A decisão foi tomada para que o MEC tivesse mais recursos para investir na Educação Básica, mais especificamente para as creches. Segundo o ministro, cada universitário custa em média R$ 30 mil por ano aos cofres públicos, enquanto uma criança na creche custa, para o mesmo período, em torno de R$ 3 mil. De fato, Estudos da Organização para a Cooperação e Desenvolvimento Econômico (OCDE) indicam que o Brasil investe proporcionalmente a mesma quantia por estudante universitário que os países desenvolvidos, mas, na Educação Básica, o valor cai significativamente. Este é um quadro que o presidente Jair Bolsonaro prometeu reverter durante a campanha e o ministro estaria apenas cumprindo o esperado.

::::::::

=== Tarefa a fazer ===
No texto sobre os gastos com educação, copie a parte que vai de "A decisão foi" até "cumprindo o esperado.", inclusive, trocando "ministro" por "chefe do MEC".

(Itens do conjunto de dados)

::::::::

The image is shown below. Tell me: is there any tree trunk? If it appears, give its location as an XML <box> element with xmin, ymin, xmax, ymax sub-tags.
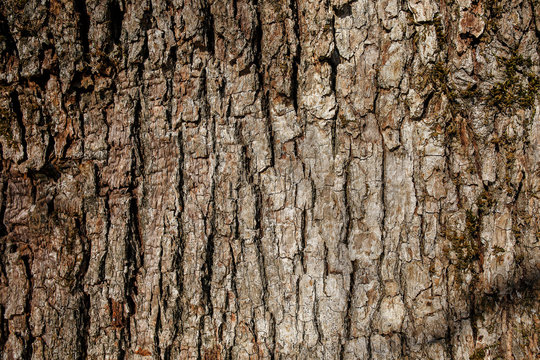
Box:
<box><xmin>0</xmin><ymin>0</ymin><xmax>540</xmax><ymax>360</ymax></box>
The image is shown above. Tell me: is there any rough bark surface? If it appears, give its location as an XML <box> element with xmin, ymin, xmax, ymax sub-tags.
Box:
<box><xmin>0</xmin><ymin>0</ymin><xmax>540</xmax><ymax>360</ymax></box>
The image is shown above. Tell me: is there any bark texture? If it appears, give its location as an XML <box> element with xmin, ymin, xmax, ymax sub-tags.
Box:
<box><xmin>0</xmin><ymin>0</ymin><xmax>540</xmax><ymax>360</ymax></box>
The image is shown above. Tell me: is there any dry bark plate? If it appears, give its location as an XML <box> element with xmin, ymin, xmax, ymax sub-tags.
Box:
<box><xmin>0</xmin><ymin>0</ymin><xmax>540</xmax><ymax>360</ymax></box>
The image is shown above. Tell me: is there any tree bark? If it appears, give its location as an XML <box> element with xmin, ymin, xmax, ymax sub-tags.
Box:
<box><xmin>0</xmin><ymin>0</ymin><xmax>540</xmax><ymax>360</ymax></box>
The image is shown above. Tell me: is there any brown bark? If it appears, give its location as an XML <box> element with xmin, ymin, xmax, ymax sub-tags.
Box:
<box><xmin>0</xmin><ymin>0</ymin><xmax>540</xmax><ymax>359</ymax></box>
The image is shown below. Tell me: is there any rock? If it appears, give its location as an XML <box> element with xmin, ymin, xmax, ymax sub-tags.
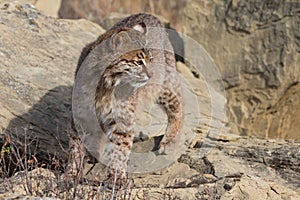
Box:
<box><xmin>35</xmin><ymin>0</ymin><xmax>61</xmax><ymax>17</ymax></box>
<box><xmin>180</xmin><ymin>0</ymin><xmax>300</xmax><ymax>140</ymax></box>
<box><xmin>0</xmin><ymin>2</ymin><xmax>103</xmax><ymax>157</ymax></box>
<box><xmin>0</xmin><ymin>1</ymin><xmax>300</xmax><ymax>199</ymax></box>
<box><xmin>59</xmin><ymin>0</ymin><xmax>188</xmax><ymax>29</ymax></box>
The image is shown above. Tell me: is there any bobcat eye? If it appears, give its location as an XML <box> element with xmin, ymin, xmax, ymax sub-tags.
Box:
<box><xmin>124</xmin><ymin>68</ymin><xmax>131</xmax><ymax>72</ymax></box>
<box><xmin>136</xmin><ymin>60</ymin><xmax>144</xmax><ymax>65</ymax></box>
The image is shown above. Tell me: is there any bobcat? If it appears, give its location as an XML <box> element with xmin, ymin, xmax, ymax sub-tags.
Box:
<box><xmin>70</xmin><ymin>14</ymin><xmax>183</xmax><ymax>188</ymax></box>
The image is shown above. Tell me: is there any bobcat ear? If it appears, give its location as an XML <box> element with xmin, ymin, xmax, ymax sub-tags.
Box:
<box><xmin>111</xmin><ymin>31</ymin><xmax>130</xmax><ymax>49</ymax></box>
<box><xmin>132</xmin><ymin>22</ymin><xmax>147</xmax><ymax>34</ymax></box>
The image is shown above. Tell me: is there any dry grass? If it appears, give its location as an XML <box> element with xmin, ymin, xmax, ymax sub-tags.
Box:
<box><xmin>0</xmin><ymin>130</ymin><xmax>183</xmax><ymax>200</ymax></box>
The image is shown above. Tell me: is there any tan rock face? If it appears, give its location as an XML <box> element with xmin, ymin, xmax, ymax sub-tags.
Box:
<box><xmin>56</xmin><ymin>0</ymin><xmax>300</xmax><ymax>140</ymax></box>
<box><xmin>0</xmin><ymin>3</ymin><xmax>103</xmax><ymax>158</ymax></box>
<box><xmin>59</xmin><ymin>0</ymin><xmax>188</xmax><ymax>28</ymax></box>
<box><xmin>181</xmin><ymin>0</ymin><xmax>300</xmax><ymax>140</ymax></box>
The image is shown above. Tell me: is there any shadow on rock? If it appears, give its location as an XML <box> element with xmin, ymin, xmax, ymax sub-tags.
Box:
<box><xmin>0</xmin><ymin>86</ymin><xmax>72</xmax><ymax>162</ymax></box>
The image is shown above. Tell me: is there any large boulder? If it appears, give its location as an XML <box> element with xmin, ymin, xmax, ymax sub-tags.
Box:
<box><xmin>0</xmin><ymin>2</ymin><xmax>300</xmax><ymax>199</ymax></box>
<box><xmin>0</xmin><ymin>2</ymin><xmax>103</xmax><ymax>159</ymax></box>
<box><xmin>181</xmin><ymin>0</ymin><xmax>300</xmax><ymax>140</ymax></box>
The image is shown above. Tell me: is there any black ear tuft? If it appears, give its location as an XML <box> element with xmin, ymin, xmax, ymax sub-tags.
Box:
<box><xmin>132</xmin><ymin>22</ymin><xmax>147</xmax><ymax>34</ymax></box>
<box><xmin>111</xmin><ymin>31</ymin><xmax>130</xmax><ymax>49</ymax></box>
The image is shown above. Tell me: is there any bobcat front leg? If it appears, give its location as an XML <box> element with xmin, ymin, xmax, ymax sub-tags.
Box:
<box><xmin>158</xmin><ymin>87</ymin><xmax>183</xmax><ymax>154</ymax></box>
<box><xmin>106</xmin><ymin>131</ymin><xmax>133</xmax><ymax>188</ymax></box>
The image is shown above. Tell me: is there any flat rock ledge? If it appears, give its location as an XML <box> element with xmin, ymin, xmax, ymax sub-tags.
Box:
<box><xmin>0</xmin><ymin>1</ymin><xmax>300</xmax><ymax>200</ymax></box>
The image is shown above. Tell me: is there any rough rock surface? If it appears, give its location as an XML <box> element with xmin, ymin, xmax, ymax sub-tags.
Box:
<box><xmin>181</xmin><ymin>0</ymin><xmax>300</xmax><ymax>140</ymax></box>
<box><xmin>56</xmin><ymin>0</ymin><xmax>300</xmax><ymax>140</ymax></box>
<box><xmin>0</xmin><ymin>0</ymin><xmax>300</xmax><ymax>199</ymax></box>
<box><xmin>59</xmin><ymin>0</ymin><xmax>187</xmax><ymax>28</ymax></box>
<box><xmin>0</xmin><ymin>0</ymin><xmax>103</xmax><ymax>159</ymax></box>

::::::::

=== Espaço da resposta ===
A decisão foi tomada para que o MEC tivesse mais recursos para investir na Educação Básica, mais especificamente para as creches. Segundo o chefe do MEC, cada universitário custa em média R$ 30 mil por ano aos cofres públicos, enquanto uma criança na creche custa, para o mesmo período, em torno de R$ 3 mil. De fato, Estudos da Organização para a Cooperação e Desenvolvimento Econômico (OCDE) indicam que o Brasil investe proporcionalmente a mesma quantia por estudante universitário que os países desenvolvidos, mas, na Educação Básica, o valor cai significativamente. Este é um quadro que o presidente Jair Bolsonaro prometeu reverter durante a campanha e o chefe do MEC estaria apenas cumprindo o esperado.